* Your assignment
With all pictures excluded, restate the records that follow exactly as written.

* Given records
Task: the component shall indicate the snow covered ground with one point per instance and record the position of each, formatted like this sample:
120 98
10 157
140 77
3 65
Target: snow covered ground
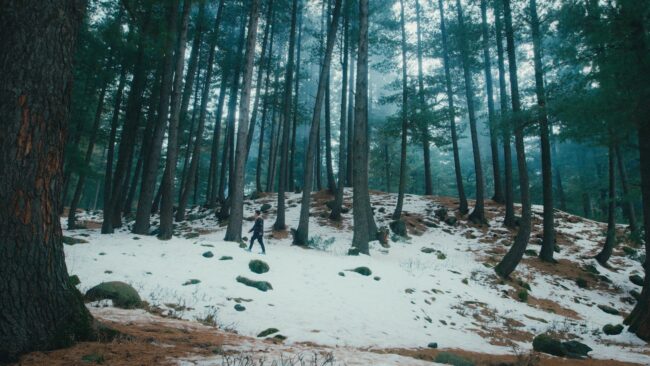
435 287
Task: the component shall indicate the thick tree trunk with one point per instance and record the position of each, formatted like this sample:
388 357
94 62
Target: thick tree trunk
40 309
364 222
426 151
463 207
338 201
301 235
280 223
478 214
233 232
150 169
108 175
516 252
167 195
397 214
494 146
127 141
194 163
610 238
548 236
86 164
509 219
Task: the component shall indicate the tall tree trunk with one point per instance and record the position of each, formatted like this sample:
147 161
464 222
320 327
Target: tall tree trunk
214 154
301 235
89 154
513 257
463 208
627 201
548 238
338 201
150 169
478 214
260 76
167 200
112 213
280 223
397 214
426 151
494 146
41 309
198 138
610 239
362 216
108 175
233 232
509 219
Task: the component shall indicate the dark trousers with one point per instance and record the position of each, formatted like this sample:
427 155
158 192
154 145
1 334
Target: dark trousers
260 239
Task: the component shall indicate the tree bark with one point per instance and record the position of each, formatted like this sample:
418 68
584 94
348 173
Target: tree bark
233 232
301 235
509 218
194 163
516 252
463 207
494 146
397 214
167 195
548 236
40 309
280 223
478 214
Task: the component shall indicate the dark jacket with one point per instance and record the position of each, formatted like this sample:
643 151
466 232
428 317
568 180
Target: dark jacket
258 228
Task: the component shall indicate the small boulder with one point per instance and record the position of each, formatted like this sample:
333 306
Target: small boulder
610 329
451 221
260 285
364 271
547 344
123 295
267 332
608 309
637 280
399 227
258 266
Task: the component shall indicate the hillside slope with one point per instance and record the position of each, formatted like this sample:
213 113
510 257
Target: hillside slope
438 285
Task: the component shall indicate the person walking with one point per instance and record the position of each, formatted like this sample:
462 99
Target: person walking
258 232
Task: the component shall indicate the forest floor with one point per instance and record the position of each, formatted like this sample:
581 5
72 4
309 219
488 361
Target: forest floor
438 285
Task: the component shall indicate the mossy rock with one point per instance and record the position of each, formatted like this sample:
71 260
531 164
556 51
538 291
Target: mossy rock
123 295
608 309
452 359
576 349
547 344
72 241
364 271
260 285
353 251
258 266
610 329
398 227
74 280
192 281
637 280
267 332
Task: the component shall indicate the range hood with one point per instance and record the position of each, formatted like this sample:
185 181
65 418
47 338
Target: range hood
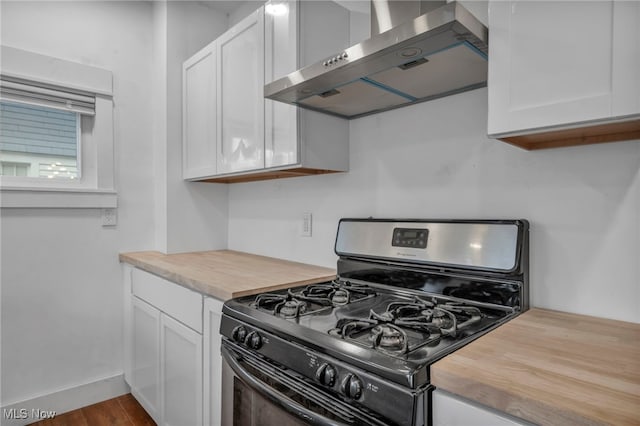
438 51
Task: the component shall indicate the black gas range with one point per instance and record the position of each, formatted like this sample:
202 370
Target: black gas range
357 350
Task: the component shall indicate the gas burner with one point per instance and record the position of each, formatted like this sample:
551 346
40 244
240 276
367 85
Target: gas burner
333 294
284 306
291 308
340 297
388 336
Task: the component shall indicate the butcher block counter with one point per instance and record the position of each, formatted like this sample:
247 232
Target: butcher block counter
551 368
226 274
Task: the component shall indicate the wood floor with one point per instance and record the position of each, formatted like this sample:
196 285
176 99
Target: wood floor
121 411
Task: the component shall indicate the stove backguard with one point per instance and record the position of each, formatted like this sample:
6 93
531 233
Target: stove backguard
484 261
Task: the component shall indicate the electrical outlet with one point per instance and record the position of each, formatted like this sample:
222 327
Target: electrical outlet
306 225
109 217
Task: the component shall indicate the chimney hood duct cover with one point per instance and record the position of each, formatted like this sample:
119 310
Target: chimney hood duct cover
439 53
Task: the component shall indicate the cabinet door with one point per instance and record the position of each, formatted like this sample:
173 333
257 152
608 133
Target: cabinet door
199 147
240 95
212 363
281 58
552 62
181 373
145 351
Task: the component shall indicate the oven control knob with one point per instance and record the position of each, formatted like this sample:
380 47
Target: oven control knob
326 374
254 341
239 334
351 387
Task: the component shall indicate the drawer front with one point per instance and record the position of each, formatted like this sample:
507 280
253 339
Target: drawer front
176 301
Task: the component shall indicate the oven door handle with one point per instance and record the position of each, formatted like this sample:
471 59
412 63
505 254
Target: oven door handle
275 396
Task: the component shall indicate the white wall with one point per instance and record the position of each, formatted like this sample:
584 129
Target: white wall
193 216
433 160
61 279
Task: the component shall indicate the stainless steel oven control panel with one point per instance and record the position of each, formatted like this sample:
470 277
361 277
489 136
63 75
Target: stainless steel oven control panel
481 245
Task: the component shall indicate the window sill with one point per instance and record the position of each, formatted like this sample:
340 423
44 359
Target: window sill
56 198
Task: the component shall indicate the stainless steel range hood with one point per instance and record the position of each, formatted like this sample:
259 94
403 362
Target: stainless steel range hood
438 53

* Solution to this exercise
Task: the component shall indicate the snow covered ground with one point per instance and record the position of each, formatted like this sample:
120 98
10 157
140 77
3 65
Target: snow covered ground
435 287
Task: the component shall indicate the thick tree trunk with one point per instance and record the position of each, formatted like this sample:
388 357
94 62
Target: thick tree trunk
40 309
364 222
426 151
463 207
338 201
301 235
280 223
478 214
233 232
150 169
108 175
516 252
167 195
397 214
494 146
127 141
194 163
610 238
548 236
86 164
509 219
Task: the component shall indicate the tall tree trunk with one point per instance and record the position of each, formatted like this sample:
147 161
464 222
320 327
Target: tall tree trunk
214 154
301 235
89 154
513 257
463 208
627 201
548 238
338 201
150 169
478 214
260 76
167 200
112 213
280 223
397 214
426 151
494 146
41 309
198 138
610 239
362 216
108 175
233 232
509 219
Task: the component shall indicate the dark trousers with one point per instance and record the position of each, formatted like this sample:
427 155
158 192
154 145
1 334
Target: dark trousers
260 239
Task: the component shall indicate the tree bark with one point per instance and record the position of each, formatted like this sample:
418 68
584 94
348 173
Target: tree bark
233 232
301 235
509 218
194 163
516 252
463 207
494 146
397 214
167 195
548 236
40 309
280 223
478 214
Task: the component shall indicate the dark jacket with one point per instance and record the position of each, formatted like this sample:
643 151
466 232
428 317
568 180
Target: dark jacket
258 228
Task: the component shall indicate the small boulder with one point per instance and record the position of each, formatted like this sample:
333 306
Target: small boulder
610 329
451 221
260 285
364 271
547 344
123 295
267 332
608 309
637 280
399 227
258 266
Task: the component shall indicate the hillside slope with one point per instance and record the position of each, formatted like this sample:
213 113
510 257
Target: hillside slope
438 285
Task: the component shall indicate the person walking with one point per instance and record the position of each, formatted like this sample:
462 99
Target: person walking
258 232
Task: the component shall indicate the forest floor with one point per instance and record the position of each, formatted like this sample:
581 5
72 4
309 219
488 361
Target: forest floor
438 285
Task: the component shall indicate the mossy rock with one point per instance and record the position of each, formatted like this sample:
71 260
531 164
556 51
538 291
Target: mossy rock
123 295
608 309
452 359
576 349
547 344
72 241
364 271
260 285
353 251
258 266
610 329
398 227
74 280
192 281
637 280
267 332
Task: the component shall indicate the range hood with one point per instance and record the position of each, formatted like this sample:
185 181
65 418
47 338
Target: range hood
438 51
Task: the component shall indicate the black gas range with one point per instance and record the position of each, formatted like this sample:
202 370
Target: black gas range
357 350
Task: the component shall indicate the gas burner with one point per instance and record the position of each, formatted like this sample:
551 346
40 244
240 276
367 85
Target: gas burner
333 294
284 306
291 308
340 297
388 336
Task: the component shall indicate the butcher block counter with one point per instance and record the position of each, formatted like this sample:
247 232
Target: butcher block counter
551 368
226 274
Task: the component shall indicate the wood floor with one point per instance and record the position of each, formatted like this sample:
196 285
176 99
Target: wood floor
121 411
Task: the component shall indicate the stove backguard with one point per instance and record the position of each, formatted like this sample:
6 93
531 233
Target: stove backguard
484 261
Task: the component shall indicate the electrical outlet with one point per instance and record the position of each, formatted like this sample:
222 327
Target: electrical outlet
306 225
109 217
Task: the component shall indicate the chimney hood duct cover with one point per instance and record the position of each, formatted like this sample:
119 310
Target: chimney hood duct cover
439 53
Task: the component shall indicate the cabinet door with one point per instance and record the position of each, formatted like this sample:
173 333
257 152
608 133
Target: cabinet door
199 147
240 95
212 363
281 58
552 62
181 373
145 351
Task: the component shall indicate the oven control knob with one point per instance and record the position of each, formatted like this sample:
380 47
Target: oven control knob
326 374
254 341
239 334
351 387
Task: the component shall indicate the drawer front with one point per instance and record the position of each, formatted like this sample:
507 280
253 339
Target: drawer front
176 301
Task: the component shall indicate the oven door handle with one point per instance and record the position of each, formatted like this sample:
471 59
412 63
505 254
Target: oven door handle
275 396
Task: the component shall indicate the white wall with one point per instance and record the position of each, formatted like this sample:
584 129
Target: white wall
193 216
433 160
61 279
Task: the component shall indicate the stainless steel oven control panel with one point per instance and record the position of each, formatted like this sample:
470 277
361 277
489 136
63 75
Target: stainless steel oven control panel
481 245
Task: the component shall indicate the window sill with one point per instance and record the position of each, formatted like this sample:
340 423
44 359
Target: window sill
56 198
Task: the component shall indicate the stainless steel range hood with one point per instance and record the position of each, formatted like this sample:
259 94
403 362
Target: stainless steel range hood
438 53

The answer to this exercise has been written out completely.